##### Отрывок

Николай Анциферов – Николай Анциферов. «Такова наша жизнь в письмах». Письма родным и друзьям (1900–1950-е годы) (страница 24)
Но отчего, отчего же нет сегодня Вашего письма?
Ребята болтают — засыпая. Окно снова открыто — и запах зелени после майской грозы, проникая сквозь окно, смешивается с запахом сирени, ландышей и полевых цветов: во всех вазах — букеты. В комнате — порядок, это неистовые старания Танюши.
Вчера возил Танюшу в город. Уже за несколько дней она все заговаривала об этой поездке, бросаясь ко мне: «Папочка, сколько удовольствий ожидает меня! Поскорее бы 18-ое». (А мне не хочется, чтобы они бежали.) Утро было прекрасное. Мы дошли до Египетских ворот[290] и там сели на автобус. Глаза дочурки горели. Она засыпала меня вопросами, восклицаньями. Все в цвету еще более благоуханном и свежем после дождей: сирень, яблони, вишни, каштаны. Замечая нежность в моих глазах — она сдвигала свои тонкие брови и потуплялась.
Беда с ней!
В городе купил сыну марок (маленькая компенсация). Угостил Танюшу пирожным и мороженым.
Прогулялись по Пассажу в ожидании начала спектакля.

##########

§ Условие задачи 1:
Соответствуют ли отрывку утверждения (a), (b) и (c)? На каждое ответьте «да» или «нет» и дословно приведите решающие слова отрывка.
(a) Танюша с отцом сели на автобус у Египетских ворот.
(b) В городе сыну купили книгу.
(c) Окно в комнате закрыто.

##### Входные данные

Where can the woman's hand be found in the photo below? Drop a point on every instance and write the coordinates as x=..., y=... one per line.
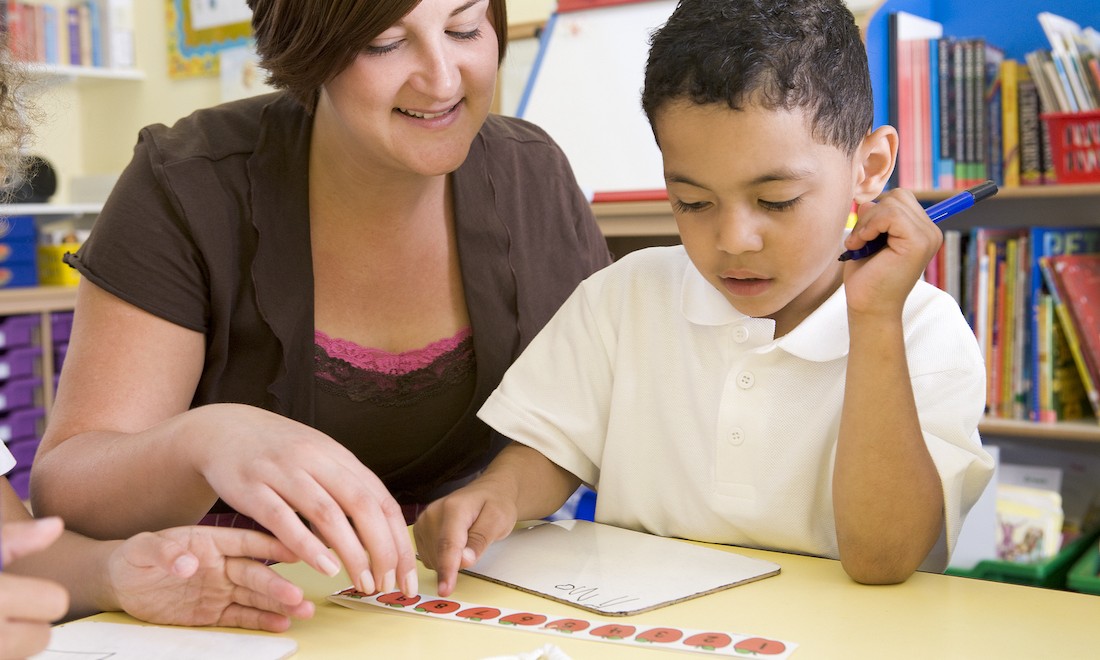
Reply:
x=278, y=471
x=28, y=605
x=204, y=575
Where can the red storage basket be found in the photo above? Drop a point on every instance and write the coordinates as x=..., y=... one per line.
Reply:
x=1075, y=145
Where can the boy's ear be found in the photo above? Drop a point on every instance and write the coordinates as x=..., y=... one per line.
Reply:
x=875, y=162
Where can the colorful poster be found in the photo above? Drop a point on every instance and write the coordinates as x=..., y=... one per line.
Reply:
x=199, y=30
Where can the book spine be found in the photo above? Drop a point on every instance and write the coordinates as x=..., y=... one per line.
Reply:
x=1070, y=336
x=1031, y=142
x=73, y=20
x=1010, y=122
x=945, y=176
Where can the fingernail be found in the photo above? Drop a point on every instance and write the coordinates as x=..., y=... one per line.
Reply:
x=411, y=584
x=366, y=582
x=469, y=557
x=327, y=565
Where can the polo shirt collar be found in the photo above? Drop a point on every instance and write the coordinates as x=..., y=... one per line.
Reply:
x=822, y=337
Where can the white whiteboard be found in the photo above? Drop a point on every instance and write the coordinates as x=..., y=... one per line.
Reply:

##########
##### Входные данные

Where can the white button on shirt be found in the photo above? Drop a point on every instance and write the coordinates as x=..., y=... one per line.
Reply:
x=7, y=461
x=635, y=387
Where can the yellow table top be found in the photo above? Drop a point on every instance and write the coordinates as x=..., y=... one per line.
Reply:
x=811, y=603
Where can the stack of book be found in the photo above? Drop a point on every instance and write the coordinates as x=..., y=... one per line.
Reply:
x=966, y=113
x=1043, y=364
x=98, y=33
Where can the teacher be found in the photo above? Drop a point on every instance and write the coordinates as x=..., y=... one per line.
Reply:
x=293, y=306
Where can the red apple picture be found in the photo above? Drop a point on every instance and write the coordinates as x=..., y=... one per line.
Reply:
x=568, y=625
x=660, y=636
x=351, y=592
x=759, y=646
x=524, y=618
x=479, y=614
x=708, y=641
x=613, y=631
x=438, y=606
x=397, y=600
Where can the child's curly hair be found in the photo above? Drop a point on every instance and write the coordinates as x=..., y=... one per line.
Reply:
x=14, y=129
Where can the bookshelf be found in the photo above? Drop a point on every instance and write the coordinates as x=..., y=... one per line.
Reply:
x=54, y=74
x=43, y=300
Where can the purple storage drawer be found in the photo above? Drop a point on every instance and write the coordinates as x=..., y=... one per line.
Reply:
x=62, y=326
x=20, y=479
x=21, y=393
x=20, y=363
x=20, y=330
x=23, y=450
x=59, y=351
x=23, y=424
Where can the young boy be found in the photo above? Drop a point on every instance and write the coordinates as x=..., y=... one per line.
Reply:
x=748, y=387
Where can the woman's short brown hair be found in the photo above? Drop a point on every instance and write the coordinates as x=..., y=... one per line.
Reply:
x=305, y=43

##########

§ Условие задачи 2: В строках после отрывка замените «ear» на «earlobe» во всём, что идёт от строки с «Where can the boy's» вниз до строки с «x=875, y=162» включительно. Остальное оставьте без изменений и выведите только эти строки.

§ Полный ответ 1:
(a) Да: «Мы дошли до Египетских ворот[290] и там сели на автобус».
(b) Нет: «В городе купил сыну марок».
(c) Нет: «Окно снова открыто».

§ Полный ответ 2:
Where can the boy's earlobe be found in the photo above? Drop a point on every instance and write the coordinates as x=..., y=... one per line.
Reply:
x=875, y=162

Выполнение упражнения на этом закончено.